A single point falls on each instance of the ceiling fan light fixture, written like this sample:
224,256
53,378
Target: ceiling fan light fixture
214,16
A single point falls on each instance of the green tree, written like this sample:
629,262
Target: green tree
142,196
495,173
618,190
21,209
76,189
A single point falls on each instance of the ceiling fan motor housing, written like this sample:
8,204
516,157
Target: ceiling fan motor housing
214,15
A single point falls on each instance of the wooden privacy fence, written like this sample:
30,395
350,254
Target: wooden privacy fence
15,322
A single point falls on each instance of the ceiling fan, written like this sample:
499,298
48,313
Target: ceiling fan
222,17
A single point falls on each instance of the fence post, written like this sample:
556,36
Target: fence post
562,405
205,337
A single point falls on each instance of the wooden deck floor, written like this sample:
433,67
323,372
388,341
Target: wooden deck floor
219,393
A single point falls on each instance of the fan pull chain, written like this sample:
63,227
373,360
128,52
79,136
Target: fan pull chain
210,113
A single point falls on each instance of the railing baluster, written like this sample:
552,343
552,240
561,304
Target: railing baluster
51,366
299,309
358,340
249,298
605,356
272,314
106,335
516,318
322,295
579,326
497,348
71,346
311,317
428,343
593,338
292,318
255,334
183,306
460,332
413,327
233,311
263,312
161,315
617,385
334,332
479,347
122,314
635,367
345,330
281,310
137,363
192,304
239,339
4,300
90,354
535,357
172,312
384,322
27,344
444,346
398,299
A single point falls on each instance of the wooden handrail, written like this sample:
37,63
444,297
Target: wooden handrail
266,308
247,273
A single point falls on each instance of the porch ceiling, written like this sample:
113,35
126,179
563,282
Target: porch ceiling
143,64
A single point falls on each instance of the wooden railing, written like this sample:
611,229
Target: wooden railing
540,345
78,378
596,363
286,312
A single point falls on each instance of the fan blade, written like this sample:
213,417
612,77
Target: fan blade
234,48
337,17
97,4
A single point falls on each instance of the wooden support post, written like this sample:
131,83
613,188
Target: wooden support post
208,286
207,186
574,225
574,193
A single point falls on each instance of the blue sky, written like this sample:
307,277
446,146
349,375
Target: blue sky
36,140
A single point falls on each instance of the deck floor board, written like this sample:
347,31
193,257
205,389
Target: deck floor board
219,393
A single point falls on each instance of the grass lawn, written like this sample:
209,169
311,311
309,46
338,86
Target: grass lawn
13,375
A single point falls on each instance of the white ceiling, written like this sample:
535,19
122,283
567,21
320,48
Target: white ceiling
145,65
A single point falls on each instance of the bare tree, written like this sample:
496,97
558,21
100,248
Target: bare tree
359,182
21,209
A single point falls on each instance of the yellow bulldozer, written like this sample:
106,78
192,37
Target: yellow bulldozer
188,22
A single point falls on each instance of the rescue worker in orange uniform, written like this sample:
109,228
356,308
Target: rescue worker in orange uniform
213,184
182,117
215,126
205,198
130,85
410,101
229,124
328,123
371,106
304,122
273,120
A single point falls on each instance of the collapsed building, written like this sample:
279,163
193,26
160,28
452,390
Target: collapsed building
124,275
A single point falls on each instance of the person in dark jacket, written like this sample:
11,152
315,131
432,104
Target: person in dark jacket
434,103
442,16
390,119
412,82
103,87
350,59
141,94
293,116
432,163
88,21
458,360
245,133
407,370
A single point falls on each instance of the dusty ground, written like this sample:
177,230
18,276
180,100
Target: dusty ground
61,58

> **The request**: Reproduce the material above exactly; please quote every line of it.

> **Answer to this problem**:
A single point falls on each instance of the ceiling fan light fixture, written like this sample:
224,256
53,378
Target: ceiling fan light fixture
214,16
A single point falls on each instance of the green tree, written like this sample:
629,262
Target: green tree
142,196
495,173
618,190
21,209
76,189
A single point falls on each instance of the ceiling fan motor housing, written like this sample:
8,204
516,157
Target: ceiling fan motor housing
214,15
A single point falls on each instance of the wooden privacy fence, written like this sample:
30,395
350,254
Target: wooden privacy fence
15,322
A single point falls on each instance of the ceiling fan, written like this sample:
499,298
48,313
Target: ceiling fan
222,17
A single point falls on each instance of the fence post, written like this sample:
556,36
Target: fence post
562,405
205,337
A single point falls on each instance of the wooden deck floor, written like this sample:
433,67
323,372
388,341
Target: wooden deck floor
219,393
A single point falls on each instance of the fan pull chain, written like this sample:
63,227
373,360
128,52
79,136
Target: fan pull chain
210,113
A single point falls on each instance of the railing baluster, written like this sample:
552,343
552,240
561,304
Target: railing baluster
51,366
299,309
358,340
249,298
605,356
272,314
106,335
516,318
322,295
579,326
497,348
71,346
311,317
428,343
593,338
292,318
255,334
183,306
460,332
413,327
233,311
263,312
161,315
617,385
334,332
479,347
122,314
635,367
345,330
281,310
137,363
192,304
239,339
4,300
90,354
535,357
172,312
384,322
27,344
444,346
398,299
A single point falls on each instance of the wooden handrail, written like this sample:
37,63
444,297
Target: wooden handrail
266,308
247,273
A single point falls on each instance of the porch ceiling, written like this sample:
113,35
126,179
563,282
Target: porch ceiling
143,64
A single point falls on each instance of the wooden railing, written like this sample:
611,229
Target: wooden railing
540,345
78,378
596,363
286,312
A single point falls on each instance of the fan blade, written like this sample:
213,417
612,77
Target: fan blade
234,48
337,17
97,4
A single point falls on each instance of the wooden support post, written like this sample:
131,83
613,188
Target: wooden support post
208,286
207,186
574,225
574,193
A single point falls on each instance of the blue sky, written like this sample:
307,277
446,146
349,375
Target: blue sky
36,140
A single point falls on each instance of the deck floor board, written like this sample:
347,31
193,257
205,389
Target: deck floor board
219,393
A single point falls on each instance of the grass lawn, written like this sample:
209,169
311,311
309,46
338,86
Target: grass lawn
13,375
A single point falls on each instance of the white ceiling, written like this sample:
535,19
122,283
567,21
320,48
Target: white ceiling
145,65
A single point falls on each instance of the bare tree, written like this sample:
496,97
558,21
100,248
Target: bare tree
359,182
21,209
A single point falls on each instance of the yellow bulldozer, written like this sample:
106,78
192,37
Target: yellow bulldozer
188,22
A single point falls on each instance of the rescue worker in orange uniform, written like this sample:
109,228
356,308
Target: rescue worker in orange uniform
213,184
182,117
215,126
205,198
130,85
410,101
229,124
328,123
371,106
304,122
273,120
A single point falls on each instance of the collapsed building, written like this sample:
279,163
193,26
160,28
452,390
Target: collapsed building
124,275
A single point falls on each instance of the person in dark jacket, written like this sample:
11,152
315,131
432,104
Target: person in dark jacket
434,103
442,16
390,119
412,82
103,87
350,59
141,94
293,116
432,163
88,21
458,360
245,133
407,370
A single point falls on each instance of the dusty ground, written like this sample:
177,230
18,276
180,100
Target: dusty ground
61,58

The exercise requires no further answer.